_What to work on:_
Copy every one of the entries below word for word, leaving the pictures out.

_Extracted data:_
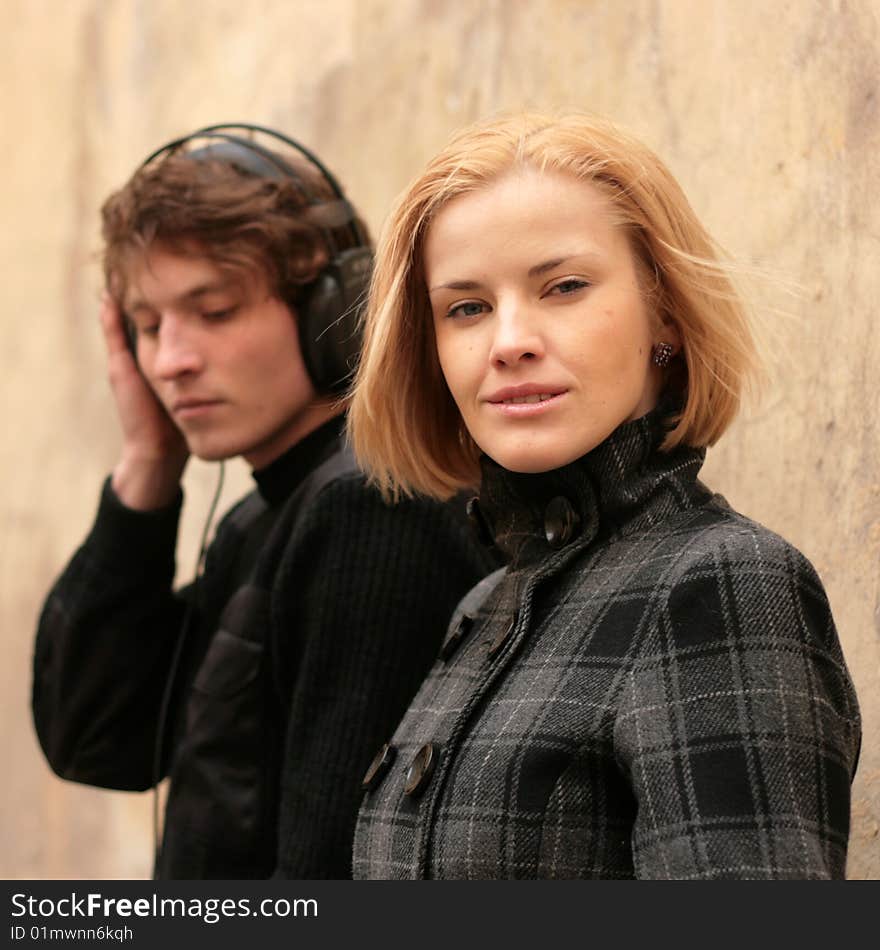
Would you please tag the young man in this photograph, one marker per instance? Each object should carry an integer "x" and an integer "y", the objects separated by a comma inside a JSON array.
[{"x": 264, "y": 688}]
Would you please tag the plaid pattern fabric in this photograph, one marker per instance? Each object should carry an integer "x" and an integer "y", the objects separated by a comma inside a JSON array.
[{"x": 663, "y": 696}]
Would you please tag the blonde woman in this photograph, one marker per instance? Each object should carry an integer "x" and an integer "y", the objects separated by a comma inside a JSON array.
[{"x": 654, "y": 686}]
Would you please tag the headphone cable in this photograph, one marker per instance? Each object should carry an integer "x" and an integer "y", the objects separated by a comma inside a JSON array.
[{"x": 175, "y": 664}]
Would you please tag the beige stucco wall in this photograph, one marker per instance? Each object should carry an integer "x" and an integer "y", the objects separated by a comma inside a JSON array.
[{"x": 769, "y": 113}]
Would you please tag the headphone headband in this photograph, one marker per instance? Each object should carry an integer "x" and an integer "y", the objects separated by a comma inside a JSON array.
[{"x": 224, "y": 132}]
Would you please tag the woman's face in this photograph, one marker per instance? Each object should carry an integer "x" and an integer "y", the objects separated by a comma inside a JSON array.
[{"x": 542, "y": 331}]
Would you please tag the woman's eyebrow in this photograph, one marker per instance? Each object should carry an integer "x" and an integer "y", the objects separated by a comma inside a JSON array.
[
  {"x": 457, "y": 285},
  {"x": 534, "y": 271}
]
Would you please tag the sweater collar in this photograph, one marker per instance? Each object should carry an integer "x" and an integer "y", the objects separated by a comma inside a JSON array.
[
  {"x": 623, "y": 484},
  {"x": 277, "y": 480}
]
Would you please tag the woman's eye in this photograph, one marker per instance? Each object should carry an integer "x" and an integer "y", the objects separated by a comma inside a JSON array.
[
  {"x": 470, "y": 308},
  {"x": 570, "y": 286}
]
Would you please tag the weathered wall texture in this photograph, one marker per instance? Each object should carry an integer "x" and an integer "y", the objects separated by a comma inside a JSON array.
[{"x": 769, "y": 114}]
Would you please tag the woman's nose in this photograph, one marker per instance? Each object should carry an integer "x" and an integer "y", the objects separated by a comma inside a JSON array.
[{"x": 517, "y": 336}]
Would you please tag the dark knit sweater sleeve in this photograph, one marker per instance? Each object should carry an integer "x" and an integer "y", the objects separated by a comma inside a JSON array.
[
  {"x": 104, "y": 642},
  {"x": 740, "y": 729},
  {"x": 361, "y": 606}
]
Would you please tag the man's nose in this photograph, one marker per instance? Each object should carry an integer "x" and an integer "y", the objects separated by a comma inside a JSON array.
[
  {"x": 517, "y": 335},
  {"x": 177, "y": 350}
]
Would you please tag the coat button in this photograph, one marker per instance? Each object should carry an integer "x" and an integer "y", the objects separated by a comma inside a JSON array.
[
  {"x": 560, "y": 522},
  {"x": 420, "y": 770},
  {"x": 379, "y": 766},
  {"x": 479, "y": 523},
  {"x": 502, "y": 638},
  {"x": 453, "y": 641}
]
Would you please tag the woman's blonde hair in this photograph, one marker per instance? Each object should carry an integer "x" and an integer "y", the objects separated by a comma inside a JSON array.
[{"x": 405, "y": 427}]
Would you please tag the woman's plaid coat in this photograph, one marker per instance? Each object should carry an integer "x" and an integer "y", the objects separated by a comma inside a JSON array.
[{"x": 654, "y": 688}]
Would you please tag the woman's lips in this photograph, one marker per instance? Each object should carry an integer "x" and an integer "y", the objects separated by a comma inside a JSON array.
[{"x": 520, "y": 402}]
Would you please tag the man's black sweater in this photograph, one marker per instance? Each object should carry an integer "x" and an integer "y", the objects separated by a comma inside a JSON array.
[{"x": 318, "y": 614}]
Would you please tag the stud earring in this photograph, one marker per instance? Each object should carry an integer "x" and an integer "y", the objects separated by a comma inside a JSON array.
[{"x": 662, "y": 354}]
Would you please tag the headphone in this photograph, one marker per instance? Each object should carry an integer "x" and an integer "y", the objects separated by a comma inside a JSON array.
[{"x": 328, "y": 316}]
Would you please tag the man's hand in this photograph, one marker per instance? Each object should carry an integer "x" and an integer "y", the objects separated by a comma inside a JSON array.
[{"x": 154, "y": 452}]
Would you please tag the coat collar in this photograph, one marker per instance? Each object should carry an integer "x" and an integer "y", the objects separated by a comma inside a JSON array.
[{"x": 625, "y": 483}]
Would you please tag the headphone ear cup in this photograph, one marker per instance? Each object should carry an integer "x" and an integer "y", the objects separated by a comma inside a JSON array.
[{"x": 329, "y": 320}]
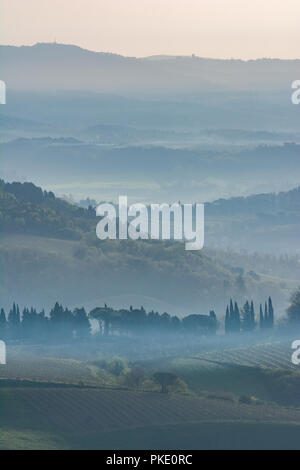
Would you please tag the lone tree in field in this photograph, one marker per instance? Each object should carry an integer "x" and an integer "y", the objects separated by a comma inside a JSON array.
[
  {"x": 293, "y": 311},
  {"x": 165, "y": 379},
  {"x": 135, "y": 376}
]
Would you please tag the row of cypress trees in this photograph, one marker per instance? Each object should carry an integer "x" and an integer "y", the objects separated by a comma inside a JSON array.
[
  {"x": 245, "y": 319},
  {"x": 62, "y": 324}
]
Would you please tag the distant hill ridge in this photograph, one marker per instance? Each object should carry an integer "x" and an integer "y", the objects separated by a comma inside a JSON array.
[
  {"x": 31, "y": 67},
  {"x": 27, "y": 208}
]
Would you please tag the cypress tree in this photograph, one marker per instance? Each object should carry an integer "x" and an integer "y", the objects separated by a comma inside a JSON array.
[
  {"x": 227, "y": 321},
  {"x": 261, "y": 317},
  {"x": 271, "y": 313},
  {"x": 266, "y": 316},
  {"x": 3, "y": 325}
]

_Solution to this exercise:_
Would you please tag the young man in this photograph, one marker per instance? Each object should carry an integer "x" and an integer "y", the objects separated by a comma inside a JSON array.
[{"x": 264, "y": 688}]
Would you please tag the plaid pattern fabric in this photograph, one marker per instance? Each object should carry an integer "x" and an integer "y", the objects separated by a comma inside a JSON array.
[{"x": 663, "y": 696}]
Would you please tag the blonde woman in this photograph, one marker per instance? Each object should carry an integer "x" and an integer "y", the objects separated by a comma inside a JSON array.
[{"x": 654, "y": 686}]
Would you please tag the headphone cable in this photograph, one marker per instance? Each object should carry an integer "x" and an integer "y", the objects separated by a comma inside a JSON array.
[{"x": 175, "y": 664}]
Would you please tag the beige stucco wall in this photograph, one marker per instance? Each object should carry an integer "x" and an integer "y", the objects separated by a comma inside a JSON array.
[{"x": 769, "y": 113}]
Would you please tag the headphone headband in this photograph, one marker per instance? Each object should carry an integer "x" and an integer "y", the objects separated by a comma inside a JSON array.
[{"x": 224, "y": 132}]
Would you please tag the woman's face in this photograph, one marker per instance? Each object should carry an integer "x" and an integer "y", the objects separated by a comma inside a JSON array.
[{"x": 542, "y": 331}]
Would you please tag the woman's eyebrow in this photograph, one marker per instance? Each object should carry an integer "x" and an integer "y", the objects separated by a comma inside a JSON array.
[
  {"x": 457, "y": 285},
  {"x": 534, "y": 271}
]
Would you please tag the sweater collar in this photograph, one marker per instance? Each object should carry an integer "x" and an integer "y", the objects separated by a comma inside a JSON array.
[
  {"x": 623, "y": 484},
  {"x": 277, "y": 480}
]
Would you please tag the woman's eye in this photograph, one marker per instance? Each object should carry an integer "x" and an integer "y", the objects separated by a comma inside a JSON array.
[
  {"x": 470, "y": 308},
  {"x": 570, "y": 286}
]
Would you please tag the weathered wall texture in this photograph, one marker per instance? Each object should carry an integer "x" and an integer "y", the objects separated by a comma inside a JSON array.
[{"x": 769, "y": 114}]
Would you please tag the woman's nose in this photograph, one marker per instance? Each object should carry an integer "x" and an integer "y", the objects separated by a comma inside a JSON array.
[{"x": 517, "y": 336}]
Would you please tag the dark knit sweater sleeve in this photograph, one marker per instance? Each object should carry an integer "x" and an integer "y", the objects separated by a comma inside a JSON array.
[
  {"x": 104, "y": 642},
  {"x": 740, "y": 729},
  {"x": 361, "y": 606}
]
Would you please tag the man's nose in this photograph, one marker per instance? Each object should carry an integer "x" and an integer "y", the objects separated by a comma inside a JSON array.
[
  {"x": 517, "y": 335},
  {"x": 177, "y": 350}
]
Would you please tag the coat button in this photograph, one marker per instance? Each object should carry an integer "x" and an integer "y", the objects separated by a comma inside a JSON array.
[
  {"x": 560, "y": 522},
  {"x": 420, "y": 770},
  {"x": 379, "y": 766},
  {"x": 479, "y": 523},
  {"x": 502, "y": 638},
  {"x": 453, "y": 641}
]
Would you please tag the woman's blonde hair in this photograph, one marker per instance? Each object should carry an integer "x" and an integer "y", the objects separated by a comma inside a JSON array.
[{"x": 405, "y": 427}]
Would you please tag the woman's plaid coat in this photograph, one marker per instance? Each object should carry an integer "x" and an integer "y", the objects separated by a comma inside a JSON array.
[{"x": 654, "y": 688}]
Would you please tag the woman's lips in this photograph, one marker per instance? Each object should carry an integer "x" and an integer "y", the objects separated by a comma inside a JSON array.
[{"x": 520, "y": 402}]
Would you please tag the man's black sweater in this photograph, one marker per instance? Each object should carry an integer "x" and an integer "y", the objects separated by a comma inside a JSON array.
[{"x": 318, "y": 614}]
Would you please tag the stud earring in this photograph, one marker per instance? Each object should carry an integer "x" and an integer "y", the objects separated by a comma inside a JSON array.
[{"x": 662, "y": 354}]
Would you please tag the headphone in this photograph, one marker per instance? Each object should carry an integer "x" and an integer "y", the objects separated by a comma inside a JSON array.
[{"x": 328, "y": 316}]
Would you please tag the man's hand in this photograph, one marker per instance? Each object should carry an integer "x" and an integer "y", the objects separated by a comma inside a JSON array.
[{"x": 154, "y": 452}]
Would you please tag the coat collar in this photograph, one marker per instance? Each object should carry an integer "x" and an integer "y", the objects separated by a comma inside a JSON array.
[{"x": 625, "y": 483}]
Would you please tag the headphone ear cup in this photograph, one marker per instance? Each object should carry an integer "x" and an integer "y", the objects separated by a comma inside a JSON array.
[{"x": 329, "y": 320}]
Would you please tag the lone tree in field in this photograph, one marker per instance? Each object should carry an integer "x" and an integer "y", the objects separated by a comma inside a JSON array.
[
  {"x": 293, "y": 311},
  {"x": 165, "y": 379},
  {"x": 135, "y": 376}
]
Would you please tag the row of cypress trees in this photograph, one marker per instance? Each object should carry an integer "x" and an integer "y", the objects separated by a comma inside a JSON array.
[
  {"x": 245, "y": 319},
  {"x": 62, "y": 324}
]
Would you please tag the distant hill ridge in this photograph, one marker per instance? Each object should carry an integer "x" and an integer "y", the objects separated by a comma inside a JSON array.
[
  {"x": 31, "y": 67},
  {"x": 27, "y": 208}
]
Would you please tag the cypress tree in this photograph, one marker per instance? Each object should carry an integer "x" and an integer "y", the objects separated by a comma inside a JSON array.
[
  {"x": 227, "y": 321},
  {"x": 261, "y": 317},
  {"x": 271, "y": 313},
  {"x": 266, "y": 316},
  {"x": 3, "y": 325}
]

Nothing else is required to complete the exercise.